Источник –
Судьба скольких замечательных сочинений русской литературы решалась в этом коридоре со сводами, за обитыми войлоком дверьми, охраняемыми ражим жандармом! «Будешь помнить здание у Цепного моста!» – восклицал иронический летописец эпохи[454].
Подозрительность была в крови у неправой власти. Она смутно чувствовала, что владычествует беззаконно, похищая чужие права, и оттого видела подкопы всюду, даже там, где их отродясь не бывало. Островский говорил, что III Отделение, всегда косо смотревшее на него, подозревало его в выполнении какого-то адского нигилистического плана последовательного нападения на купечество («Свои люди – сочтемся!»), чиновничество («Доходное место») и дворянство («Воспитанница»). Какие пустяки! Просто Островский шел за правдой жизни, старался расслышать ее голоса, был честен как художник. А чиновники III Отделения раздражались и негодовали, видя в художественном зеркале то, что не желали признать бытующим в жизни. В упрямом следовании правде, без которой не живет искусство, они усматривали тайные ухищрения и «козни».

Ваши задания –
1. Повторите дословно отрывок из источника, начиная со слов «Судьба скольких замечательных» и продолжая до слов «иронический летописец эпохи[454].».
2. Объясните по источнику, почему власть видела подкопы всюду.

Представленные данные –
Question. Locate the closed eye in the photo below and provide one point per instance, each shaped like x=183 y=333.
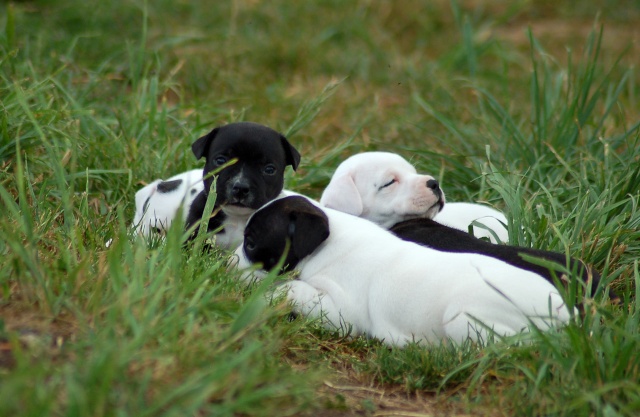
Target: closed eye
x=388 y=184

Ответы –
1.
Судьба скольких замечательных сочинений русской литературы решалась в этом коридоре со сводами, за обитыми войлоком дверьми, охраняемыми ражим жандармом! «Будешь помнить здание у Цепного моста!» – восклицал иронический летописец эпохи[454].

2. Власть смутно чувствовала, что владычествует беззаконно, похищая чужие права. Поэтому она видела подкопы всюду, даже там, где их отродясь не бывало.